=== TRECHO FORNECIDO ===

Para Lukács, só o proletariado pode ter essa visão da totalidade social, visto que é ele o objeto da exploração capitalista. Os burgueses, por sua vez, dispõem das ciências burguesas, sendo incapazes de compreender a realidade social em sua totalidade, pois o pensamento burguês está fragmentado nas diversas ciências burguesas (sociologia, política, psicanálise, sociologia, economia). Não há, pois, na burguesia qualquer comprometimento com a mudança da totalidade social dada sua concepção fragmentada das ciências. 

Horkheimer discorda da visão de Lukács, pois entende que, embora as condições objetivas estejam dadas, as condições subjetivas não nascem do movimento operário. Horkheimer também discorda da desconfiança em relação às chamadas ciências burguesas. Para Horkheimer, o conhecimento da totalidade social deve pressupor o desenvolvimento das ciências humanas. Tendo surgido quase todas na segunda metade do século XIX, as ciências humanas fornecem um conhecimento mais apurado da realidade social, possibilitando o aprofundamento do conhecimento humano, cada uma a partir de seu recorte. Essas teorias poderiam fornecer a base para a prática revolucionária. A prática revolucionária desassistida de uma teoria que repense a realidade a partir do novo contexto econômico estaria fadada ao fracasso. Assim, seria importante apostar no trabalho intelectual.

=== INFORMAÇÕES FORNECIDAS ===

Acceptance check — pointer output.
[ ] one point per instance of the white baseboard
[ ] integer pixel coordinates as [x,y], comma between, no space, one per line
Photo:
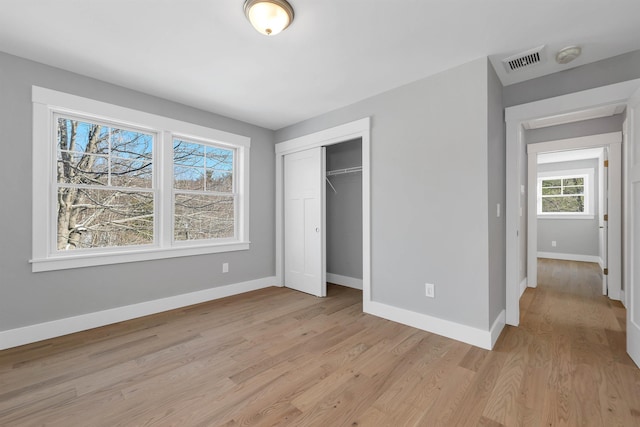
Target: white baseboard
[523,286]
[497,327]
[570,257]
[446,328]
[350,282]
[56,328]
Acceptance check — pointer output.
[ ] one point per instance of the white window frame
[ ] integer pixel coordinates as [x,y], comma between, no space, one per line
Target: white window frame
[587,174]
[45,256]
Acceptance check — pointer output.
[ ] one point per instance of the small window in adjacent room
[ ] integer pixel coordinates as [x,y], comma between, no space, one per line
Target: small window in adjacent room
[113,185]
[565,194]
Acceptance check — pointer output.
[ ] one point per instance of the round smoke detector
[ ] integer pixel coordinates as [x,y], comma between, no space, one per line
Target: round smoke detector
[568,54]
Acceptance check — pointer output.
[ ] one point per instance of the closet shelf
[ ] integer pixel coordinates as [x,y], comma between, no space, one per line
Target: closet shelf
[343,171]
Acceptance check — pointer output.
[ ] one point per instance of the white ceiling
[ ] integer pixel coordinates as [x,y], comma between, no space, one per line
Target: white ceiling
[204,53]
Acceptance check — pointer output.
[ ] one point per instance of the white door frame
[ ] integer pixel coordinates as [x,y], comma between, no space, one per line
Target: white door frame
[613,141]
[515,117]
[346,132]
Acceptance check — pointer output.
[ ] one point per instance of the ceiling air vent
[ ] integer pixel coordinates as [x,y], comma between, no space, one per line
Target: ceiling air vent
[523,60]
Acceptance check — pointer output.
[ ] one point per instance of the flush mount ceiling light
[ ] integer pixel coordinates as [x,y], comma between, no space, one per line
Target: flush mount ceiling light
[568,54]
[268,17]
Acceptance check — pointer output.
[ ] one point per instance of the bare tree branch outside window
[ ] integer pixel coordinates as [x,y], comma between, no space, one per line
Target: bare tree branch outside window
[204,191]
[105,186]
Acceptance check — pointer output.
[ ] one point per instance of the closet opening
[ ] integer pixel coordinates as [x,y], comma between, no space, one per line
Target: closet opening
[343,213]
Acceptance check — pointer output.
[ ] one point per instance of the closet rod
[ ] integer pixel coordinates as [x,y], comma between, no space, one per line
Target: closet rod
[343,171]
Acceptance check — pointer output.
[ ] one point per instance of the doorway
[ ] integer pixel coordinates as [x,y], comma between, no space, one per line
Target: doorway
[354,130]
[611,207]
[562,109]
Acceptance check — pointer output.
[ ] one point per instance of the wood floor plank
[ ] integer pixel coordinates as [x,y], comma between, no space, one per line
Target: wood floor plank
[280,357]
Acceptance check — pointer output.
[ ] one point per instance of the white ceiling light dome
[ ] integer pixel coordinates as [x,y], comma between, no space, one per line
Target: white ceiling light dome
[568,54]
[269,17]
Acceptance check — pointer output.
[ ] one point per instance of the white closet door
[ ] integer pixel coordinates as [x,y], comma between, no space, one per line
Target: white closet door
[304,258]
[633,305]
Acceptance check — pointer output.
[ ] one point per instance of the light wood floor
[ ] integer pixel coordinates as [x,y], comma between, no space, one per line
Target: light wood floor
[279,357]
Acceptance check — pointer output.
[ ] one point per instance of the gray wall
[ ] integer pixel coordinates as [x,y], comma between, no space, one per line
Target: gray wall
[608,71]
[344,211]
[573,236]
[496,158]
[28,298]
[429,198]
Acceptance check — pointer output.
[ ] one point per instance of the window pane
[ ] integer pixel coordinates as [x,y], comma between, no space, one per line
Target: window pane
[76,168]
[551,191]
[187,153]
[219,169]
[90,218]
[551,183]
[188,178]
[563,204]
[578,189]
[573,181]
[86,149]
[74,135]
[131,173]
[203,217]
[131,145]
[221,181]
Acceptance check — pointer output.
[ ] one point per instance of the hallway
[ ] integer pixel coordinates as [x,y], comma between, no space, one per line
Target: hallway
[568,356]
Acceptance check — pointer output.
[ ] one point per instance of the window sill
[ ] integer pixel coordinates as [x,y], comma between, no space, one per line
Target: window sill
[94,259]
[565,216]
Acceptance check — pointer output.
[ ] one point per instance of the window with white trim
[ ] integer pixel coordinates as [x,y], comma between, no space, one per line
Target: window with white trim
[115,185]
[565,193]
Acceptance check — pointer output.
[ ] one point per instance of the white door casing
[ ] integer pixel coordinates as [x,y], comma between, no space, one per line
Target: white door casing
[557,107]
[612,141]
[603,185]
[304,251]
[633,215]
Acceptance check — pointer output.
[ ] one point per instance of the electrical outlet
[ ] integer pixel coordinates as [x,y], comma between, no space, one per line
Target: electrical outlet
[430,290]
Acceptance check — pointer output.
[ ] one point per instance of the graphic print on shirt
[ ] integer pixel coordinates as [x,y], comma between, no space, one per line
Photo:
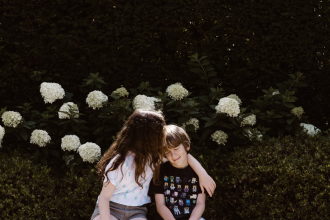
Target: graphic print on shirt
[172,201]
[176,210]
[194,196]
[175,194]
[183,195]
[172,186]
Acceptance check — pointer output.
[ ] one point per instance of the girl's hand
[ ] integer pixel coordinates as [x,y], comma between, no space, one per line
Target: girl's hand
[208,183]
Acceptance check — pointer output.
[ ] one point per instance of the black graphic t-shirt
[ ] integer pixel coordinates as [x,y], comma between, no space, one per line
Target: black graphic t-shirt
[180,188]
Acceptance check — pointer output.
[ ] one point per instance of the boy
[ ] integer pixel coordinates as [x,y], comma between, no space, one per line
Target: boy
[179,195]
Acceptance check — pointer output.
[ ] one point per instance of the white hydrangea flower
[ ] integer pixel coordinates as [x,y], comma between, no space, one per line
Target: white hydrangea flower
[229,106]
[144,102]
[40,137]
[51,91]
[90,152]
[252,134]
[220,137]
[70,142]
[11,118]
[297,111]
[121,92]
[310,129]
[177,91]
[276,92]
[192,121]
[2,134]
[250,120]
[66,108]
[95,99]
[234,96]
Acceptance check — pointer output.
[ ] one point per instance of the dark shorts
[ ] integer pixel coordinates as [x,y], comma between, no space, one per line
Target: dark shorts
[123,212]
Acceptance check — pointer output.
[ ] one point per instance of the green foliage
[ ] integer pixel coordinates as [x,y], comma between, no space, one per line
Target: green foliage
[100,126]
[276,179]
[34,191]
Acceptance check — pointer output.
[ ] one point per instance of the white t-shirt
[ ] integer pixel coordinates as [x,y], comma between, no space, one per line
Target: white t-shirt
[127,191]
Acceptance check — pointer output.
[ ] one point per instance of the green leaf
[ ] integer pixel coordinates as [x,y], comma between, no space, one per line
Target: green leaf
[205,62]
[210,122]
[204,98]
[23,134]
[54,152]
[213,73]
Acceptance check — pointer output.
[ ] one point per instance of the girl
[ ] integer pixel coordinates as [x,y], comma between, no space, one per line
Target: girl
[131,162]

===

▶ _ENUNCIADO DA TAREFA_
Reproduza fielmente, no trecho sobre Lukács e Horkheimer, tudo o que vai de “Horkheimer discorda da” até “no trabalho intelectual.”.

▶ _RESPOSTA ESPERADA_
Horkheimer discorda da visão de Lukács, pois entende que, embora as condições objetivas estejam dadas, as condições subjetivas não nascem do movimento operário. Horkheimer também discorda da desconfiança em relação às chamadas ciências burguesas. Para Horkheimer, o conhecimento da totalidade social deve pressupor o desenvolvimento das ciências humanas. Tendo surgido quase todas na segunda metade do século XIX, as ciências humanas fornecem um conhecimento mais apurado da realidade social, possibilitando o aprofundamento do conhecimento humano, cada uma a partir de seu recorte. Essas teorias poderiam fornecer a base para a prática revolucionária. A prática revolucionária desassistida de uma teoria que repense a realidade a partir do novo contexto econômico estaria fadada ao fracasso. Assim, seria importante apostar no trabalho intelectual.